** THE INPUT **

========

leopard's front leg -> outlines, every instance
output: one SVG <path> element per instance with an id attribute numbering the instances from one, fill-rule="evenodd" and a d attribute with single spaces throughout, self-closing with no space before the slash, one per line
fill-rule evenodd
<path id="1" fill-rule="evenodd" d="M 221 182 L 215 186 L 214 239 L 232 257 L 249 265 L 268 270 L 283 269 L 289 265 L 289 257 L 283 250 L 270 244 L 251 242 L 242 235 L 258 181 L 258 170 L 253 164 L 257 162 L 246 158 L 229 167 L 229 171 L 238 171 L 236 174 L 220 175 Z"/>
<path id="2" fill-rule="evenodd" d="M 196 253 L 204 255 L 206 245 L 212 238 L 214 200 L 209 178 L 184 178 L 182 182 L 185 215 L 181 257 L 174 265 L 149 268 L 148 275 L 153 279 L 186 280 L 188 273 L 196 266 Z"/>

========

An exact reproduction of the data is required. Leave nothing out.

** WORKED SOLUTION **
leopard's front leg -> outlines, every instance
output: one SVG <path> element per instance with an id attribute numbering the instances from one, fill-rule="evenodd" and a d attribute with single spaces throughout, self-closing with no space before the slash, one per line
fill-rule evenodd
<path id="1" fill-rule="evenodd" d="M 221 182 L 215 186 L 214 239 L 232 257 L 249 265 L 268 270 L 283 269 L 289 265 L 289 257 L 283 250 L 270 244 L 251 242 L 242 235 L 258 181 L 258 170 L 253 164 L 257 162 L 246 158 L 229 167 L 229 171 L 238 171 L 236 174 L 220 175 Z"/>
<path id="2" fill-rule="evenodd" d="M 196 253 L 204 255 L 206 245 L 212 238 L 214 200 L 209 178 L 184 178 L 182 182 L 185 215 L 181 257 L 174 265 L 149 268 L 148 275 L 153 279 L 186 280 L 188 273 L 196 266 Z"/>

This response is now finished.